━━━━━ Verilen alıntı ━━━━━

BOP eş başkanlığını üstlendi…
Emperyalizmin Irak’ı ve Suriye’yi işgâlini destekledi…
TSK’ya kurulan kumpasların “savcısı” oldu…
Yunanistan’ın Ege’deki adalarımızı işgâl etmesine göz yumdu…
PKK ve FETÖ’ye “ne istedilerse verdi”…
Varımızı yoğumuzu satıp ülkeyi “göçmenistan”a çevirdi…
İşte tüm bunların sonucudur ki, ciddi bir beka sorunuyla karşı karşıya kaldı.
Ama dönüp “milli ve yerli” bir kurtarıcı olarak bu seçimi de kazandı!..
Dün seçim zaferinden sonra yaptığı konuşmalarda kazananı “Türkiye” ve “millet”, kaybedenleri de, “ülkemizle ilgili kirli senaryoların sahipleri ile onların aparatları olan terör örgütleri ve tefeciler” diye tanımladı.
7 Düvelden Kutlama
Erdoğan medyasının bugünkü manşetlerinden birisi şu: “7 düvele karşı Erdoğan’ın zaferi”.
Peki o “7 düvel” ne yaptı? Kutlama mesajı yağdırdı.
İşte; aylardır muhalefetle birlikte “Erdoğan’ı sandıkta devirme” planları yaptığı anlatılan ABD Başkanı Biden’ın mesajı:
“NATO Müttefikleri olarak ikili meselelerde ve paylaşılan küresel zorluklarda birlikte çalışmaya devam etmeyi dört gözle bekliyorum.”
Şunlar da diğer “küffarlar”ınki:
“Birlikte çalışmaya devam ederek Türkiye ve İsrail arasındaki iyi ilişkileri daha da ileri götüreceğimize inanıyorum.”
İsrail Cumhurbaşkanı Isaac Herzog
“Fransa ve Türkiye’nin birlikte üstesinden geleceği büyük sınamalar var. Avrupa’ya barışın geri gelmesi, Avrakdeniz İttifakımızın geleceği, Akdeniz denizi. Başkan Erdoğan ile birlikte, ilerlemeye devam edeceğiz.”

━━━━━ Kayıtlı liste ━━━━━

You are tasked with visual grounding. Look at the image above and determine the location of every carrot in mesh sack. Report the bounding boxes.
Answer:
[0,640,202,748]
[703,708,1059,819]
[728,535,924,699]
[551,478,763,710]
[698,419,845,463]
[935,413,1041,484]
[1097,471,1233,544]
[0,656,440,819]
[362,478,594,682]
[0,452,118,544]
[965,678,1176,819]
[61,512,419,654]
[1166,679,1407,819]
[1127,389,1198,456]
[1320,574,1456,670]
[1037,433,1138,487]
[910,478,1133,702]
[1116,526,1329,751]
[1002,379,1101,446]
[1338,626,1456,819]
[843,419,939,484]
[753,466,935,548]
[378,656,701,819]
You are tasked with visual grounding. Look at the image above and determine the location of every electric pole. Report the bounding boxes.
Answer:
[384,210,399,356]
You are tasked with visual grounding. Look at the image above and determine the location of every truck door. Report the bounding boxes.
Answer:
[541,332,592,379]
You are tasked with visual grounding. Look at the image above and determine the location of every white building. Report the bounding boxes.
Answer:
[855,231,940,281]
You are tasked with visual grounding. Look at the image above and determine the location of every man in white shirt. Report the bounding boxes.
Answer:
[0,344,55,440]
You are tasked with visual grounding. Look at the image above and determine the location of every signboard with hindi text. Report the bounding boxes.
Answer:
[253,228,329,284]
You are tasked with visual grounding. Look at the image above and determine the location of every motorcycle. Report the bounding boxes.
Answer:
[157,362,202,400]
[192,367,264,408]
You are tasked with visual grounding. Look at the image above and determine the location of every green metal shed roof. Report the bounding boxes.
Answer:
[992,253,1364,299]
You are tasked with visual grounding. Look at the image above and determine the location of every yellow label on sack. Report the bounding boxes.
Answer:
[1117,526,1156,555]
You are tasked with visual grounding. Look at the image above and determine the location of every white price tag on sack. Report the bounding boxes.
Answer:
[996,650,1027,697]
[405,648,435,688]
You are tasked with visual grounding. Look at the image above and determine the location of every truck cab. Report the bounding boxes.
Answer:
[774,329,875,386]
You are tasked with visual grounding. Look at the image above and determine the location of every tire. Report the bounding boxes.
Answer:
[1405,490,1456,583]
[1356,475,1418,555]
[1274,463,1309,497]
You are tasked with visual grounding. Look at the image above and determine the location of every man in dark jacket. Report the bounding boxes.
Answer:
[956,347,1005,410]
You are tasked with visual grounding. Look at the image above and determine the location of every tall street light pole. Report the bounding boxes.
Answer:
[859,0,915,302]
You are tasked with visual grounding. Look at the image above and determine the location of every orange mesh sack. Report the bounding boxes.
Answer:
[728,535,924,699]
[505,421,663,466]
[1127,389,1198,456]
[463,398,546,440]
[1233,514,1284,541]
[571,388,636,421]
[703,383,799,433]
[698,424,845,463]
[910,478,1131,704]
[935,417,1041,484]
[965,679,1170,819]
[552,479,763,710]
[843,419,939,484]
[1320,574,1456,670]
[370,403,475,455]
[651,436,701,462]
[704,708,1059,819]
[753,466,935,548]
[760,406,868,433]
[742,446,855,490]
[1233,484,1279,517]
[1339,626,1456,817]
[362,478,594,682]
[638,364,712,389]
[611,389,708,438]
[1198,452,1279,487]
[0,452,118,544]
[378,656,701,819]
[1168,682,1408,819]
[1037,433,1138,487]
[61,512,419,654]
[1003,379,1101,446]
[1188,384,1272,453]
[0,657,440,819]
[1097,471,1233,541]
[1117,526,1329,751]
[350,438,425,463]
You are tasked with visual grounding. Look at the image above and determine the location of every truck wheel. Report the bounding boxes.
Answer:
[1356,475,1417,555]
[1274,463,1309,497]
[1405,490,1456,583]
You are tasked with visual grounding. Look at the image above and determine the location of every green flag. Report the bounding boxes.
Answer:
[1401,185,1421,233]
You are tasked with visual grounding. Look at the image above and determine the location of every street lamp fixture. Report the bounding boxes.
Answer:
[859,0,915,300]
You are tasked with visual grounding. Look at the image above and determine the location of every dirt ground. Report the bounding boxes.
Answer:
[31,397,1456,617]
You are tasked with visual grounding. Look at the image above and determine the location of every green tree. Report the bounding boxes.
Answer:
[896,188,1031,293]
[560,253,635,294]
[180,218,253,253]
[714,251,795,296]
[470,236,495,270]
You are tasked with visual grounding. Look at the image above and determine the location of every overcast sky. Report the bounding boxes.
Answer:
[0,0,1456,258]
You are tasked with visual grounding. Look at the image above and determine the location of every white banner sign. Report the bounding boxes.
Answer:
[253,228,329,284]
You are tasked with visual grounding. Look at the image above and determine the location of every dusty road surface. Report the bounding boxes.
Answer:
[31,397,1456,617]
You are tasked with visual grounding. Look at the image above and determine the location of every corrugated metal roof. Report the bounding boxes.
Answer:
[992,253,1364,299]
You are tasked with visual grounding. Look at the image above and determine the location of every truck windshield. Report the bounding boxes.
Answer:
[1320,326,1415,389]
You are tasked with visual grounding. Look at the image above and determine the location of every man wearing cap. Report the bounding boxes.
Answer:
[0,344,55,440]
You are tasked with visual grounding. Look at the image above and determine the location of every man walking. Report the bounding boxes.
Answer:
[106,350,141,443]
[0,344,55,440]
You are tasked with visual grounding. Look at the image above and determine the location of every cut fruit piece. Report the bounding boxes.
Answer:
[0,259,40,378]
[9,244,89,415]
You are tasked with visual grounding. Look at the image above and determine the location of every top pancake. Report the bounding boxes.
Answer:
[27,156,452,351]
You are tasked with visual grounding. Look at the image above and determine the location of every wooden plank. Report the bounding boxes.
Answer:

━━━━━

# [Yazılı istek 1]
Alıntıda adı geçen bütün ülkeleri, metinde ilk geçtikleri sırayla yazın.
# [Yazılı istek 2]
Listede "tire. Report the bounding boxes." ifadesini içeren satırla başlayıp "[859,0,915,302]" ifadesini içeren satırla biten bölümü, iki uç satır da dahil olmak üzere, hiçbir değişiklik yapmadan çıktı olarak verin.

# [Görev çıktısı 1]
Irak
Suriye
Yunanistan
Türkiye
ABD
İsrail
Fransa

# [Görev çıktısı 2]
You are tasked with visual grounding. Look at the image above and determine the location of every tire. Report the bounding boxes.
Answer:
[1405,490,1456,583]
[1356,475,1418,555]
[1274,463,1309,497]
You are tasked with visual grounding. Look at the image above and determine the location of every man in dark jacket. Report the bounding boxes.
Answer:
[956,347,1005,410]
You are tasked with visual grounding. Look at the image above and determine the location of every tall street light pole. Report the bounding boxes.
Answer:
[859,0,915,302]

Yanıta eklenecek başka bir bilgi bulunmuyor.